### [THE EXERCISE]
Pick out each line below that contains the word "marking", and copy those lines.

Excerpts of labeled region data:

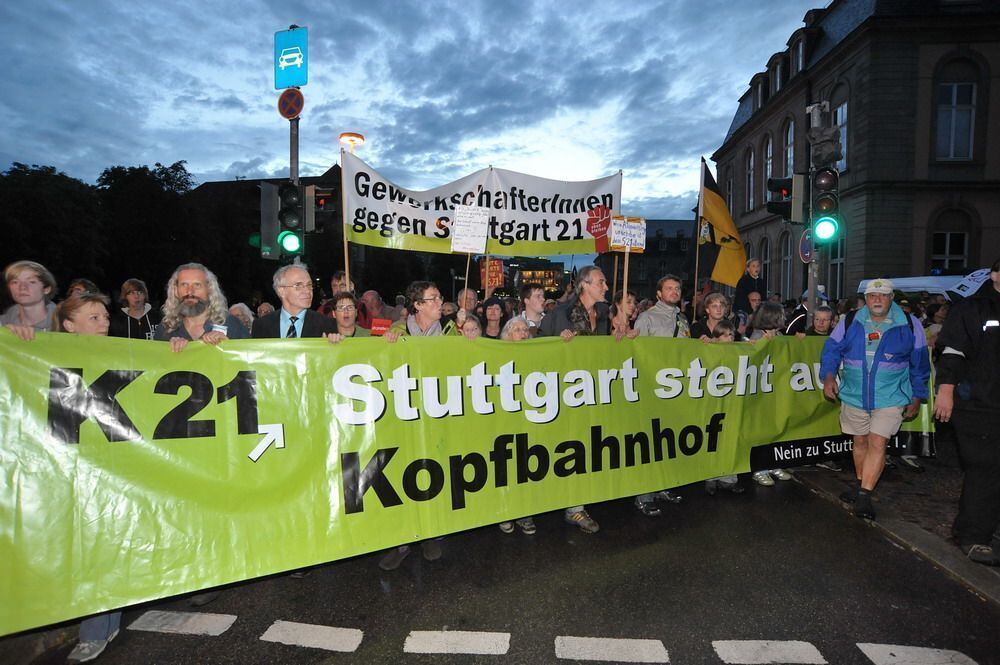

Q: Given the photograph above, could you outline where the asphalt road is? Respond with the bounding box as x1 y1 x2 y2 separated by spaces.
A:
36 478 1000 665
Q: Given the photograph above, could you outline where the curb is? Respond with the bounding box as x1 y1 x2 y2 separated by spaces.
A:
0 623 79 665
794 473 1000 605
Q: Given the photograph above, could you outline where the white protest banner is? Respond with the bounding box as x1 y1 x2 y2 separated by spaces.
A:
451 206 490 254
341 151 622 256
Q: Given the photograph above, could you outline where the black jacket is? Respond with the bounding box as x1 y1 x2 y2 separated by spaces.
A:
537 298 611 337
935 281 1000 412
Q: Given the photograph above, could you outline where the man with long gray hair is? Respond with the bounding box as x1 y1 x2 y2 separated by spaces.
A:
153 263 250 352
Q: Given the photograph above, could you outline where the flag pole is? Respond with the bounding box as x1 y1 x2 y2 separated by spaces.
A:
459 252 474 314
340 150 354 290
611 251 618 298
691 157 708 304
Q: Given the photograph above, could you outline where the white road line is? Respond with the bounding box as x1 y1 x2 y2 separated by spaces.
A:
712 640 826 665
556 635 670 663
403 630 510 656
128 610 236 636
858 643 976 665
260 621 365 652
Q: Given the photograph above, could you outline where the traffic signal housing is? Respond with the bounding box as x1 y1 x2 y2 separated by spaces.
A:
277 181 306 256
812 166 841 245
767 174 806 224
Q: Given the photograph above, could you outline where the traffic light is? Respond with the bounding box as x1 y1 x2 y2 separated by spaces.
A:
812 166 840 245
278 182 306 256
260 182 281 260
767 174 806 224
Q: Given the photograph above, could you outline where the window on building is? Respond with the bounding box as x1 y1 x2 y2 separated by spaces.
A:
931 231 969 269
785 120 795 178
937 83 976 160
833 101 847 171
778 231 792 298
826 230 847 300
760 136 774 201
929 208 976 270
757 237 772 297
726 169 733 214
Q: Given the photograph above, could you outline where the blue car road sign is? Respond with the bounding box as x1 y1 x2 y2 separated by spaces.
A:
274 28 309 90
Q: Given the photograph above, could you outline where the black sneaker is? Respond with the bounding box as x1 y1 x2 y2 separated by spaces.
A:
635 499 663 517
854 492 875 520
962 545 1000 566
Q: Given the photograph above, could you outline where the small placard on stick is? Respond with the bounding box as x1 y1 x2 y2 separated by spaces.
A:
611 215 646 253
451 206 490 254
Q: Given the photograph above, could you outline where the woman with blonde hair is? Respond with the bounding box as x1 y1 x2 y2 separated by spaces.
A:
0 261 56 339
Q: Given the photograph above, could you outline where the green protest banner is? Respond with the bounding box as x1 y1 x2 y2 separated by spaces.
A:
0 329 928 634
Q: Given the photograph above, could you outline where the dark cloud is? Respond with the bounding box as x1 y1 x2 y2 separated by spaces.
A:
0 0 822 217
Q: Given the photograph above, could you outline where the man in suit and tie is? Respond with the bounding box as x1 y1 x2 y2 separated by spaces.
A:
251 263 337 339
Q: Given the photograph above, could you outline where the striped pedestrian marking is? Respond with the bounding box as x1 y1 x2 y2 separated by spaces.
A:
260 621 365 653
403 630 510 656
128 610 236 637
858 642 976 665
556 635 670 663
712 640 826 665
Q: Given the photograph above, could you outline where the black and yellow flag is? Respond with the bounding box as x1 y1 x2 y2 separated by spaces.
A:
698 158 747 286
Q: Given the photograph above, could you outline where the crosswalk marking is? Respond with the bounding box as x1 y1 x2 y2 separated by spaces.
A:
260 621 365 652
858 642 976 665
403 630 510 656
128 610 236 637
712 640 826 665
556 635 670 663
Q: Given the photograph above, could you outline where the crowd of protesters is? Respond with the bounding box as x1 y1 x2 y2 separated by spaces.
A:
0 259 1000 662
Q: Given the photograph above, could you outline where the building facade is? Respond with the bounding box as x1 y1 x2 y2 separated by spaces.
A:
712 0 1000 298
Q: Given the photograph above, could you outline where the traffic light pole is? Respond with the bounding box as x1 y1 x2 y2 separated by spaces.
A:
288 117 299 186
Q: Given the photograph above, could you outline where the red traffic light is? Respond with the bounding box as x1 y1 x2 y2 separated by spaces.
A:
813 167 840 192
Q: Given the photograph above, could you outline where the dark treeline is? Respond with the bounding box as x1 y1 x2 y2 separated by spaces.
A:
0 161 479 307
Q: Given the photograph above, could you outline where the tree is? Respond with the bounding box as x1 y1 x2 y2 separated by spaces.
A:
0 162 105 297
97 161 199 299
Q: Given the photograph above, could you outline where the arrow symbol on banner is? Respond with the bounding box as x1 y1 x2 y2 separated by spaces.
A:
247 423 285 462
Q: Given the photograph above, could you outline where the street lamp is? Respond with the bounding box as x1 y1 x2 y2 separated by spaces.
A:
340 132 365 155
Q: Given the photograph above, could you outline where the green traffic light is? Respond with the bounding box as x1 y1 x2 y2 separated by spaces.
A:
278 231 302 254
813 217 840 241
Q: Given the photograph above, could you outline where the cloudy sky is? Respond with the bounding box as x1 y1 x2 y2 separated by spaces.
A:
0 0 827 218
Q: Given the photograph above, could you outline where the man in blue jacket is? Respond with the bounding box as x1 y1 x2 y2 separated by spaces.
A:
820 279 930 519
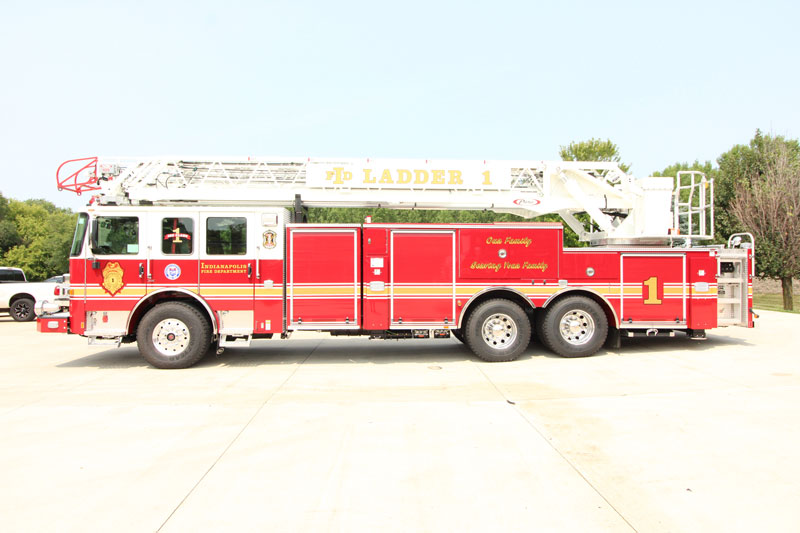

### [OUTPUT BELOW]
Q: Given the photograph above, could you outline where the striped pedestrian marking is? Respond with the bounding box as x1 y1 x2 y2 separated by spaces.
Q: Given the photograph above, could you outline where the crosswalk marking is? Respond with the bounding box as x1 y1 x2 y2 separated by spaces.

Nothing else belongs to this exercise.